■ Aim of the task:
Present every line of the records below as a numbered list, omitting blank lines. Leave the pictures out of your answer.

[Saved items]
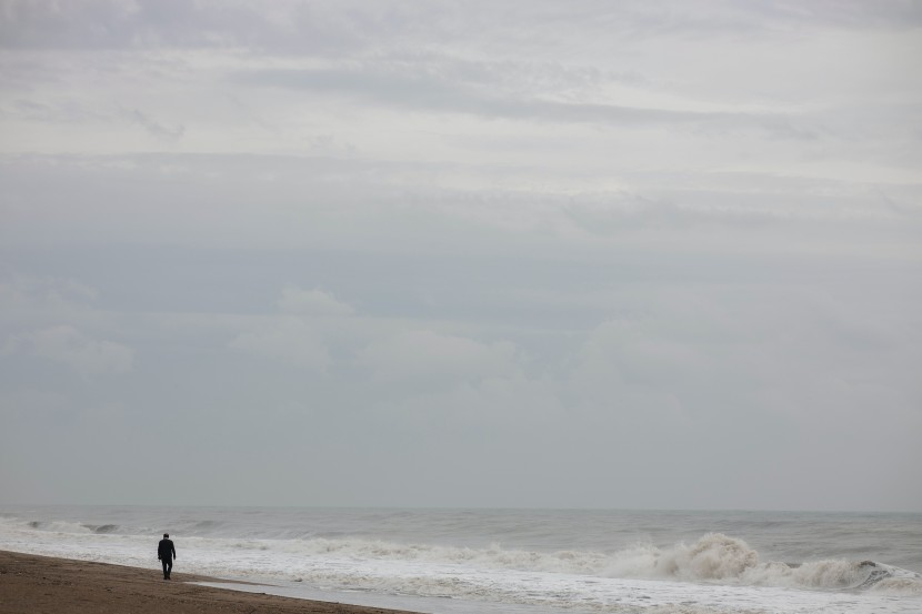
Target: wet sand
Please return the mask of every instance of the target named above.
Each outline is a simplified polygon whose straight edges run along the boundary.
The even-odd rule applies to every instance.
[[[156,563],[156,562],[154,562]],[[412,614],[199,586],[227,582],[159,566],[126,567],[0,551],[0,613],[59,614]]]

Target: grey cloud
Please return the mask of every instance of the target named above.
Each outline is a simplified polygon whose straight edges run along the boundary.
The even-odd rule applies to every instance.
[[[473,84],[463,87],[440,76],[401,70],[263,70],[239,73],[244,84],[301,90],[315,94],[347,94],[368,102],[392,104],[417,111],[457,112],[503,119],[587,122],[620,125],[704,125],[713,131],[764,129],[776,137],[811,135],[771,114],[693,112],[622,107],[602,103],[568,103],[515,94],[495,97]]]
[[[64,363],[87,376],[124,373],[131,370],[134,358],[134,351],[127,345],[92,339],[68,325],[18,334],[7,341],[1,353],[19,352]]]
[[[158,139],[176,141],[186,132],[184,125],[166,125],[138,109],[131,111],[129,117],[131,118],[131,121],[138,123],[151,135],[157,137]]]

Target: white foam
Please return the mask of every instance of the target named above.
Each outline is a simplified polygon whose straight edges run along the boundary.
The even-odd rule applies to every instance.
[[[78,523],[30,525],[24,520],[0,519],[0,548],[152,570],[157,568],[157,537],[94,533]],[[763,562],[745,542],[719,533],[691,544],[664,548],[638,544],[610,554],[349,537],[188,536],[178,547],[179,571],[273,582],[292,591],[309,586],[408,598],[450,597],[532,605],[542,612],[922,611],[922,581],[913,572],[844,560],[800,566]],[[875,571],[885,577],[870,590],[841,591],[861,585]]]

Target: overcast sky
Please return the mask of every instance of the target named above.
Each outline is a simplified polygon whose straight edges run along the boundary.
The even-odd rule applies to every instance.
[[[0,0],[0,503],[922,511],[922,2]]]

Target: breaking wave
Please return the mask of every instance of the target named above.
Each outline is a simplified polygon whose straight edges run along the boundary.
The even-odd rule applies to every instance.
[[[3,519],[2,522],[16,522],[27,532],[66,533],[80,540],[100,535],[117,542],[126,541],[128,544],[149,538],[138,534],[138,531],[116,524],[17,522],[9,519]],[[424,563],[463,566],[470,570],[541,572],[623,580],[922,595],[922,575],[912,571],[874,561],[848,558],[786,563],[762,561],[759,553],[746,542],[722,533],[709,533],[693,543],[678,543],[667,547],[639,543],[614,552],[541,552],[509,550],[499,544],[487,547],[458,547],[345,536],[267,538],[262,535],[241,538],[216,535],[214,531],[219,524],[216,521],[191,521],[188,526],[193,529],[190,531],[192,535],[184,533],[188,535],[184,537],[187,547],[208,553],[211,561],[229,563],[253,557],[265,561],[267,555],[272,560],[278,557],[278,565],[269,564],[262,572],[291,581],[322,581],[324,574],[331,571],[327,565],[315,566],[308,562],[387,561],[399,564]],[[81,535],[86,537],[79,537]],[[232,567],[227,570],[230,575],[234,575],[234,571]],[[221,570],[216,567],[214,572],[220,573]]]

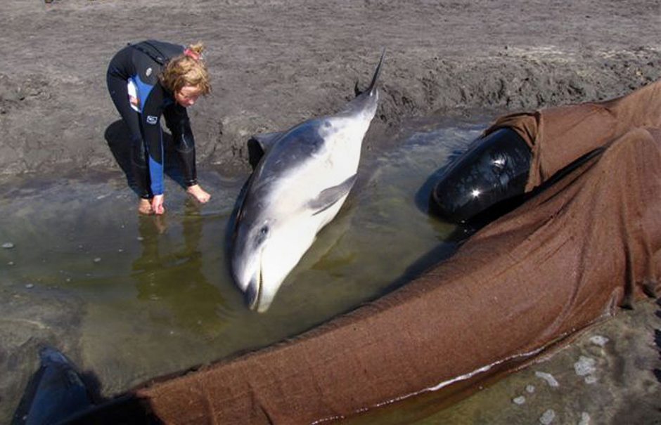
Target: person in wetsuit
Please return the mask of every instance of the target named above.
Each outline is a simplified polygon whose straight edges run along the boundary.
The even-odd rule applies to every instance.
[[[489,129],[440,170],[430,194],[430,211],[447,221],[495,218],[523,195],[532,153],[508,127]]]
[[[108,65],[108,89],[130,133],[131,170],[141,214],[165,212],[161,116],[181,159],[186,192],[202,203],[211,197],[198,183],[195,139],[186,111],[211,91],[203,50],[201,43],[185,47],[147,40],[129,44]]]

■ Final result:
1. Target: wet sand
2. Please return the mask of every instance of the target named above.
3. Each outline is a simplified polygon whose straight edges run along the boundary.
4. The even-odd rule applies to every instance.
5. [[[156,563],[156,562],[154,562]],[[412,614],[199,586],[227,582],[159,566],[126,567],[0,551],[0,613],[59,614]]]
6. Target: grey cloud
7. Please return the mask of every instance of the target named above.
8. Each outline is a simplified polygon whose straight edges run along the boundary.
9. The even-odd rule applies to every instance.
10. [[[473,84],[463,87],[440,76],[401,70],[263,70],[239,73],[244,84],[301,90],[315,94],[347,94],[368,102],[392,104],[417,111],[457,112],[503,119],[587,122],[620,125],[704,125],[713,131],[764,129],[776,137],[811,135],[771,114],[693,112],[622,107],[602,103],[568,103],[515,94],[495,97]]]
11. [[[64,363],[87,376],[124,373],[131,370],[134,358],[134,351],[127,345],[92,339],[68,325],[18,334],[7,341],[1,353],[19,352]]]
12. [[[158,139],[176,141],[186,132],[184,125],[166,125],[138,109],[131,111],[129,117],[131,118],[131,121],[138,123],[151,135],[157,137]]]
13. Target: white foam
14. Please return the mask of every instance of the target named above.
15. Each outline is a simplified polygon whose straight edges run along the boundary.
16. The even-odd rule applies to every instance.
17. [[[78,523],[30,525],[24,520],[0,519],[0,548],[152,570],[157,568],[157,537],[94,533]],[[763,562],[745,542],[719,533],[691,544],[664,548],[638,544],[610,554],[349,537],[188,536],[178,547],[179,571],[273,582],[292,591],[309,586],[408,598],[450,597],[532,605],[542,612],[922,611],[922,581],[913,572],[844,560],[800,566]],[[875,571],[885,577],[870,590],[841,591],[861,585]]]
18. Target: overcast sky
19. Please return the mask of every instance of the target named above.
20. Each outline is a simplified polygon whose straight edges run along the boundary.
21. The even-odd rule applies to every instance.
22. [[[0,0],[0,503],[922,511],[922,2]]]
23. Target: breaking wave
24. Please return the mask of every instance of the target named above.
25. Each outline is a simplified polygon whose straight edges run along the boundary.
26. The even-odd rule applies to every instance.
27. [[[3,519],[2,522],[16,522],[27,532],[66,533],[80,540],[100,535],[117,542],[126,541],[128,544],[149,538],[138,534],[138,531],[116,524],[17,522],[9,519]],[[424,563],[463,566],[470,570],[541,572],[623,580],[922,595],[922,575],[912,571],[874,561],[848,558],[786,563],[762,561],[759,553],[746,542],[722,533],[709,533],[693,543],[678,543],[667,547],[639,543],[614,552],[541,552],[509,550],[499,544],[487,547],[458,547],[345,536],[267,538],[262,535],[241,538],[216,535],[214,531],[219,524],[216,521],[191,521],[188,526],[193,529],[190,531],[192,535],[184,533],[188,535],[184,537],[187,547],[208,553],[211,561],[229,563],[253,557],[265,561],[267,555],[272,560],[278,557],[278,565],[269,564],[262,572],[291,581],[322,581],[324,574],[331,571],[327,565],[315,566],[308,562],[387,561],[399,564]],[[81,535],[86,537],[79,537]],[[232,567],[227,570],[230,575],[234,575],[234,571]],[[221,570],[216,567],[214,572],[220,573]]]
28. Target: person in wetsuit
29. Please return the mask of every instance of the target named above.
30. Each outline is a simplified polygon whose straight edges run along the boundary.
31. The even-odd rule applies to every instance.
32. [[[489,129],[440,170],[430,194],[430,211],[447,221],[495,218],[523,195],[532,153],[508,127]]]
33. [[[108,65],[108,89],[130,133],[131,170],[141,214],[165,212],[161,116],[181,159],[186,192],[202,203],[211,197],[198,183],[195,139],[186,111],[211,91],[203,50],[201,43],[185,47],[147,40],[129,44]]]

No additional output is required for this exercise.